What is required:
Copy the items below word for word, starting at the line that contains "point: small window" and going through the final line.

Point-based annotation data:

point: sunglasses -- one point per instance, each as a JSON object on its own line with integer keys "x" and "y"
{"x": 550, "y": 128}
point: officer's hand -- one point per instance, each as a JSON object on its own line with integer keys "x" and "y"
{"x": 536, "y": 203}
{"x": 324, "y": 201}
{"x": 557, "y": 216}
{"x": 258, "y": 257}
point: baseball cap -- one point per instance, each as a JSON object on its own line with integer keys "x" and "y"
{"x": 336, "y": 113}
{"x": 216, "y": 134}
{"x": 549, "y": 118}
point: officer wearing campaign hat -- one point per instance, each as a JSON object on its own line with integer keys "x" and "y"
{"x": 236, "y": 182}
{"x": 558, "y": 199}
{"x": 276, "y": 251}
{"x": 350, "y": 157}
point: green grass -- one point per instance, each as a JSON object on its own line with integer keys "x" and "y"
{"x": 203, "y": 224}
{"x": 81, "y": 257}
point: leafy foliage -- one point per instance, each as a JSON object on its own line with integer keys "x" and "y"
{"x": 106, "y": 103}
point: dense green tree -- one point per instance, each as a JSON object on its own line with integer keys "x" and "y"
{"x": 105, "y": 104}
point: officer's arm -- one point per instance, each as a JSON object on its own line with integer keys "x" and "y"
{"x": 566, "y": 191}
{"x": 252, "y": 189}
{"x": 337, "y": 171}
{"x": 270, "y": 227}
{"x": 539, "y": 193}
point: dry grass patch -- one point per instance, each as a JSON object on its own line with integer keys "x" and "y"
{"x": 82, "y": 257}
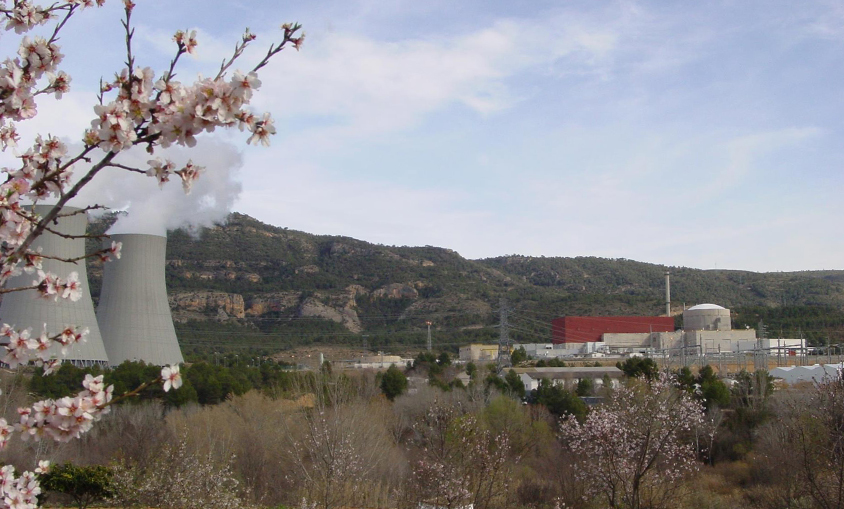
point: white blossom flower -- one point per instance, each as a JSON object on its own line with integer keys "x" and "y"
{"x": 172, "y": 377}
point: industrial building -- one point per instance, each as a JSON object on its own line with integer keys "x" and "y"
{"x": 707, "y": 329}
{"x": 134, "y": 312}
{"x": 588, "y": 329}
{"x": 568, "y": 377}
{"x": 478, "y": 353}
{"x": 817, "y": 373}
{"x": 24, "y": 309}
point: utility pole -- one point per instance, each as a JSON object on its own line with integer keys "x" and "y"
{"x": 503, "y": 338}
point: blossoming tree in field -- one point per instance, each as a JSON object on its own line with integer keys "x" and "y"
{"x": 639, "y": 445}
{"x": 137, "y": 108}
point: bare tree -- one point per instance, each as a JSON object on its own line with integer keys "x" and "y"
{"x": 639, "y": 445}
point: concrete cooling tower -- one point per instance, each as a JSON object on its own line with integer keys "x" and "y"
{"x": 25, "y": 309}
{"x": 133, "y": 312}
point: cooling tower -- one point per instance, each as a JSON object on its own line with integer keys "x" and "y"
{"x": 25, "y": 309}
{"x": 133, "y": 312}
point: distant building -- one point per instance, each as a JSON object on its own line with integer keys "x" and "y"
{"x": 588, "y": 329}
{"x": 476, "y": 352}
{"x": 707, "y": 329}
{"x": 568, "y": 376}
{"x": 808, "y": 374}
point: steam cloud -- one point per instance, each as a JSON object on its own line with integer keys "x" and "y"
{"x": 153, "y": 210}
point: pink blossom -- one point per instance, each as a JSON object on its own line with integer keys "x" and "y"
{"x": 172, "y": 377}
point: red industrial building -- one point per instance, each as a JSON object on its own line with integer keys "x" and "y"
{"x": 584, "y": 329}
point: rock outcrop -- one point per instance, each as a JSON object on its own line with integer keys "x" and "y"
{"x": 207, "y": 303}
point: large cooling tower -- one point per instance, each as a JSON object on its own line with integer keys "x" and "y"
{"x": 133, "y": 312}
{"x": 25, "y": 309}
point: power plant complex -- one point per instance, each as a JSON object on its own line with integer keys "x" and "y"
{"x": 132, "y": 321}
{"x": 707, "y": 330}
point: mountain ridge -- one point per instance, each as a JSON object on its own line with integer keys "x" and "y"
{"x": 288, "y": 287}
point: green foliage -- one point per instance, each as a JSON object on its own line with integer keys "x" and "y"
{"x": 471, "y": 370}
{"x": 636, "y": 367}
{"x": 85, "y": 484}
{"x": 706, "y": 387}
{"x": 550, "y": 363}
{"x": 444, "y": 359}
{"x": 393, "y": 383}
{"x": 558, "y": 400}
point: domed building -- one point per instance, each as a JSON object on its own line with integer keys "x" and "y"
{"x": 707, "y": 317}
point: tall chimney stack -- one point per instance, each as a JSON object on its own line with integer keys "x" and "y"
{"x": 134, "y": 312}
{"x": 667, "y": 293}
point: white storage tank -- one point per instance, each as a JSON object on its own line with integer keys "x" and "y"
{"x": 707, "y": 317}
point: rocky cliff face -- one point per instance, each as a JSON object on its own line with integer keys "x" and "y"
{"x": 200, "y": 305}
{"x": 339, "y": 306}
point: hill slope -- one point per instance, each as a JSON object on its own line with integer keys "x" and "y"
{"x": 248, "y": 284}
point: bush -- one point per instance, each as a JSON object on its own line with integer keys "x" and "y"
{"x": 85, "y": 484}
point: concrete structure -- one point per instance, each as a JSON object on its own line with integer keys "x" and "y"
{"x": 134, "y": 313}
{"x": 24, "y": 309}
{"x": 552, "y": 351}
{"x": 568, "y": 376}
{"x": 583, "y": 329}
{"x": 476, "y": 352}
{"x": 707, "y": 317}
{"x": 808, "y": 374}
{"x": 373, "y": 362}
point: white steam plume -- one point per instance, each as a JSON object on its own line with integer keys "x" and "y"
{"x": 153, "y": 210}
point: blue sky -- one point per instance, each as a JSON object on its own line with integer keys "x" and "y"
{"x": 703, "y": 134}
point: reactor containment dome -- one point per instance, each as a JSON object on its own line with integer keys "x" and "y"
{"x": 24, "y": 309}
{"x": 133, "y": 312}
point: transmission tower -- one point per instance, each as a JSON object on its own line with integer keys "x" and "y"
{"x": 503, "y": 338}
{"x": 760, "y": 356}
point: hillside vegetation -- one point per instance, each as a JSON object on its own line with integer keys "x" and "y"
{"x": 246, "y": 284}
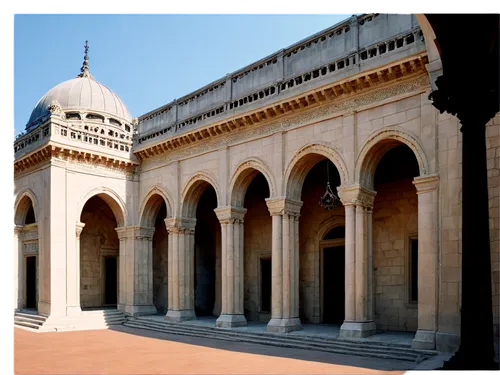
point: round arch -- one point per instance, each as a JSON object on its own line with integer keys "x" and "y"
{"x": 111, "y": 198}
{"x": 377, "y": 145}
{"x": 21, "y": 205}
{"x": 243, "y": 176}
{"x": 304, "y": 160}
{"x": 193, "y": 190}
{"x": 151, "y": 205}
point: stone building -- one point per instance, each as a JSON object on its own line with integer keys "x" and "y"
{"x": 210, "y": 205}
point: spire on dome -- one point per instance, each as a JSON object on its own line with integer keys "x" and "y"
{"x": 85, "y": 72}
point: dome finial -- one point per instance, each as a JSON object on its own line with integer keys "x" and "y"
{"x": 85, "y": 67}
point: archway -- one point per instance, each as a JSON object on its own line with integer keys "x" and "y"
{"x": 153, "y": 216}
{"x": 307, "y": 180}
{"x": 395, "y": 238}
{"x": 332, "y": 247}
{"x": 199, "y": 199}
{"x": 99, "y": 252}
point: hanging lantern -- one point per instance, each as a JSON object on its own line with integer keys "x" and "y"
{"x": 329, "y": 199}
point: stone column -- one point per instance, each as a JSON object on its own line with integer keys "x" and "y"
{"x": 73, "y": 307}
{"x": 427, "y": 190}
{"x": 16, "y": 264}
{"x": 277, "y": 266}
{"x": 180, "y": 269}
{"x": 231, "y": 220}
{"x": 289, "y": 230}
{"x": 358, "y": 201}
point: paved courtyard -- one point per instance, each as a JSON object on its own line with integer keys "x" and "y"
{"x": 124, "y": 350}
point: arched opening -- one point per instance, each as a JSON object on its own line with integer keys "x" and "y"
{"x": 28, "y": 274}
{"x": 395, "y": 241}
{"x": 207, "y": 253}
{"x": 160, "y": 257}
{"x": 99, "y": 251}
{"x": 312, "y": 249}
{"x": 257, "y": 250}
{"x": 333, "y": 272}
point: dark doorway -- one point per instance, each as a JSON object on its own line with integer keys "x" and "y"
{"x": 31, "y": 283}
{"x": 333, "y": 285}
{"x": 265, "y": 285}
{"x": 110, "y": 274}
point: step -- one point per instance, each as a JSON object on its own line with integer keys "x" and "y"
{"x": 305, "y": 346}
{"x": 29, "y": 320}
{"x": 355, "y": 344}
{"x": 40, "y": 318}
{"x": 291, "y": 339}
{"x": 27, "y": 324}
{"x": 217, "y": 333}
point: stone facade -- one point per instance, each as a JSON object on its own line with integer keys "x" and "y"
{"x": 192, "y": 228}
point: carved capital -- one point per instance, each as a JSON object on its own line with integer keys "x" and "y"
{"x": 284, "y": 206}
{"x": 79, "y": 228}
{"x": 425, "y": 184}
{"x": 356, "y": 195}
{"x": 228, "y": 215}
{"x": 124, "y": 232}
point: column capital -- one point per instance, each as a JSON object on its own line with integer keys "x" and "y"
{"x": 427, "y": 183}
{"x": 135, "y": 231}
{"x": 79, "y": 228}
{"x": 283, "y": 206}
{"x": 124, "y": 232}
{"x": 230, "y": 214}
{"x": 356, "y": 195}
{"x": 180, "y": 225}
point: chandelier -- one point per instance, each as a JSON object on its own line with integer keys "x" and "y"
{"x": 329, "y": 199}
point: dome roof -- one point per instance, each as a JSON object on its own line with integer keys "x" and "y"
{"x": 82, "y": 93}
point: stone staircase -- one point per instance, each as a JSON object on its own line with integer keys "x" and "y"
{"x": 325, "y": 344}
{"x": 28, "y": 319}
{"x": 93, "y": 319}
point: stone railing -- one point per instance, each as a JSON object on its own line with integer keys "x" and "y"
{"x": 352, "y": 44}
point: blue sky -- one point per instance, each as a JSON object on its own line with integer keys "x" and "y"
{"x": 147, "y": 59}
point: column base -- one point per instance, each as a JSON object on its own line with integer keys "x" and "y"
{"x": 284, "y": 325}
{"x": 424, "y": 340}
{"x": 137, "y": 310}
{"x": 73, "y": 310}
{"x": 357, "y": 329}
{"x": 180, "y": 315}
{"x": 230, "y": 321}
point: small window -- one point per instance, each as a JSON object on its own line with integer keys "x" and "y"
{"x": 413, "y": 270}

Expected answer:
point: small window -- one point per instance, each as a JSON object on its own line with integer keys "x" and "y"
{"x": 413, "y": 270}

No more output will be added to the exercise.